(Pointing data excerpts)

*-*-*

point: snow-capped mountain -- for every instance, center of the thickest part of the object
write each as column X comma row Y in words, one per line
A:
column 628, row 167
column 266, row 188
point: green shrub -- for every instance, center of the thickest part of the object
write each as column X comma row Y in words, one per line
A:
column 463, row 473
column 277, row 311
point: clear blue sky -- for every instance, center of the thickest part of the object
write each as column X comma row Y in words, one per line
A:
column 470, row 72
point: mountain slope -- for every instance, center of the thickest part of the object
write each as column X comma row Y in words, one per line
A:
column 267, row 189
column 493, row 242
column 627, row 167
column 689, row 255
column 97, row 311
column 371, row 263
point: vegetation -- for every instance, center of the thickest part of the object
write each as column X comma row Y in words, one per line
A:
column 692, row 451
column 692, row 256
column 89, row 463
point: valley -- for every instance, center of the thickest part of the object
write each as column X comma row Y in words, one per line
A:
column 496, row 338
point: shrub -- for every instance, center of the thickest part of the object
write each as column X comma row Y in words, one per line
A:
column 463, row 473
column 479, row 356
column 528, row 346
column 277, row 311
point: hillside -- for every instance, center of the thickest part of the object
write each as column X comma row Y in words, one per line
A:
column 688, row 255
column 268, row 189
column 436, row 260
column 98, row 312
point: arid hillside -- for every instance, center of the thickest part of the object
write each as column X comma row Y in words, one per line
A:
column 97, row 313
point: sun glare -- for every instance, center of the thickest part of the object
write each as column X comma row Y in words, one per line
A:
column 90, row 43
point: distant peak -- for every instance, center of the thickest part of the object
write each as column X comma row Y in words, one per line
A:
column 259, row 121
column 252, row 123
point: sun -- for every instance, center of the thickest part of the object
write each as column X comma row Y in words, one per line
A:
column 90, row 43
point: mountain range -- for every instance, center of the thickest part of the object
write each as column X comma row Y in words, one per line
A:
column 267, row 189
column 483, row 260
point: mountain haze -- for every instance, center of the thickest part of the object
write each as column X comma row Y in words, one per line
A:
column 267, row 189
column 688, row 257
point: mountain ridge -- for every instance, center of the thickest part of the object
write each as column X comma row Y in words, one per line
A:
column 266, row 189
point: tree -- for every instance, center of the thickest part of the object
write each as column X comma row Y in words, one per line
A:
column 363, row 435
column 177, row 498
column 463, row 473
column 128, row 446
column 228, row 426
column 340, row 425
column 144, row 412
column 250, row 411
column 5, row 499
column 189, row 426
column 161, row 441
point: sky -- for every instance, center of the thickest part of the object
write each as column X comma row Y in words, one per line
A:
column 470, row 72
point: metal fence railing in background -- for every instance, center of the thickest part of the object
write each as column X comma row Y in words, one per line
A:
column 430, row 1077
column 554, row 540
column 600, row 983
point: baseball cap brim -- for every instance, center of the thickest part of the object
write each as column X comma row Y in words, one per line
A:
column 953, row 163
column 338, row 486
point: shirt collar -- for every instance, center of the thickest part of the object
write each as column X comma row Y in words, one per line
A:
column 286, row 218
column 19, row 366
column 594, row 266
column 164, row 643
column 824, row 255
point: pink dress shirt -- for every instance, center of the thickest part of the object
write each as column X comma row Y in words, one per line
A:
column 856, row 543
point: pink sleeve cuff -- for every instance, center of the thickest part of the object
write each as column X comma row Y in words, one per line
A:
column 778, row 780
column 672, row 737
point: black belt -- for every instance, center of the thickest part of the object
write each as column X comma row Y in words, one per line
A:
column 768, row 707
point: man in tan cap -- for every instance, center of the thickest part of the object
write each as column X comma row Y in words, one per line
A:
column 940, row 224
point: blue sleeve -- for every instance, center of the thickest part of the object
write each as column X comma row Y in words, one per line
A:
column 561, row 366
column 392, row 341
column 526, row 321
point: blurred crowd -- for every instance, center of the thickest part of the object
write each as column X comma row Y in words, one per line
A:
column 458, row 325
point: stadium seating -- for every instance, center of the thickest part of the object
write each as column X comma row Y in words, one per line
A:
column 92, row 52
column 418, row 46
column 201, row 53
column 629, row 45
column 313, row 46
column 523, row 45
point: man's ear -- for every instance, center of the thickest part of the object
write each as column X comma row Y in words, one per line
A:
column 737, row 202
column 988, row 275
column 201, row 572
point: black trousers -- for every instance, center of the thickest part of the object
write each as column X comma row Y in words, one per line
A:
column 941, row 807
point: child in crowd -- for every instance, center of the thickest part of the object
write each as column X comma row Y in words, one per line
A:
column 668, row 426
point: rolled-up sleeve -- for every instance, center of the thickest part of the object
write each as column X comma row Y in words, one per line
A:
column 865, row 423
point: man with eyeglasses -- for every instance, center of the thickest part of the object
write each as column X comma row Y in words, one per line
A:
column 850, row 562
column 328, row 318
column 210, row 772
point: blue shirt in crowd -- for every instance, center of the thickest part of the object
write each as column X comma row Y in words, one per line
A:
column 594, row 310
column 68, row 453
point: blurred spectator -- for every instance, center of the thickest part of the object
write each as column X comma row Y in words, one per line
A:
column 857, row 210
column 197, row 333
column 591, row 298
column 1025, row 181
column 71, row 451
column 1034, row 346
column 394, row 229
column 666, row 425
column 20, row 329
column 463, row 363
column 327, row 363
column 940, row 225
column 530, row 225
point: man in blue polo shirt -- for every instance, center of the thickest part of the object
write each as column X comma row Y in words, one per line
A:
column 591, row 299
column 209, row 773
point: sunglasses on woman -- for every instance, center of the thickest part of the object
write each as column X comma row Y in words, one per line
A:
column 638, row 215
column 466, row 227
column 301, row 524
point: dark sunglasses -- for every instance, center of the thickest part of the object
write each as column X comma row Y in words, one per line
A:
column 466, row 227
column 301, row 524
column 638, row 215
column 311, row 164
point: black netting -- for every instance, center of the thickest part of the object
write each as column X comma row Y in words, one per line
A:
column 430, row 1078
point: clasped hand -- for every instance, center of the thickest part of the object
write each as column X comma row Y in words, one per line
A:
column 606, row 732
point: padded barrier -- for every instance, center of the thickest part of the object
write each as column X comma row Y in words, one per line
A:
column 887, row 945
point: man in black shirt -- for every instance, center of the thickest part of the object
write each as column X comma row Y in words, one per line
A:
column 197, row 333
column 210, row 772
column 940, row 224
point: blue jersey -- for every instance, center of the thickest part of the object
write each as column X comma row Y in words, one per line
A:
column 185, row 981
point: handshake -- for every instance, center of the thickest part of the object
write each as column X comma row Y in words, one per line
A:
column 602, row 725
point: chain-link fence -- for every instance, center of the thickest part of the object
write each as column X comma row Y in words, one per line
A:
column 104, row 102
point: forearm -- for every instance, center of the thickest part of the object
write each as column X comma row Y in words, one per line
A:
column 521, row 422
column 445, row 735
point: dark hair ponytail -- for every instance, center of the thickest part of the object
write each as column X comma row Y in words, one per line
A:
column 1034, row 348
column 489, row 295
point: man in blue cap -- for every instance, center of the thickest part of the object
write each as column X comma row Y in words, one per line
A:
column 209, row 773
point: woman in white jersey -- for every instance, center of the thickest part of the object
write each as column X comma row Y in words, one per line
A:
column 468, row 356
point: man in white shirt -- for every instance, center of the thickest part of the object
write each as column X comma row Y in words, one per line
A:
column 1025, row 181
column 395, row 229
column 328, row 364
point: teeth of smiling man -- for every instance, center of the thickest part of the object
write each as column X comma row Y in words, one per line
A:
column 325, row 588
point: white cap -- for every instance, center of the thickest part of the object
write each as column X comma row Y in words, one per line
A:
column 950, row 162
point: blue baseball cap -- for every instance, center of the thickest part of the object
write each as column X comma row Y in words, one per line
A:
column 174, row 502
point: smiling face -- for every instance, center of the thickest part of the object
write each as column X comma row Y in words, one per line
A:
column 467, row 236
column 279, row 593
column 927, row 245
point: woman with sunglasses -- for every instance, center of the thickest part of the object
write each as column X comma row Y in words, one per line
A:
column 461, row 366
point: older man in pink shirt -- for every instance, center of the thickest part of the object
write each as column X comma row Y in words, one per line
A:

*-*-*

## Given exercise
Reproduce the records word for word, starting at the line that contains "point: woman with" and ending at the final line of the records.

## Task solution
point: woman with sunglasses -- for every instance, center of the thickest part of the object
write each as column X comma row Y in words, one per line
A:
column 461, row 366
point: older man in pink shirt -- for every instance, center of the thickest part of the object
write each as column X comma row Y in words, one per line
A:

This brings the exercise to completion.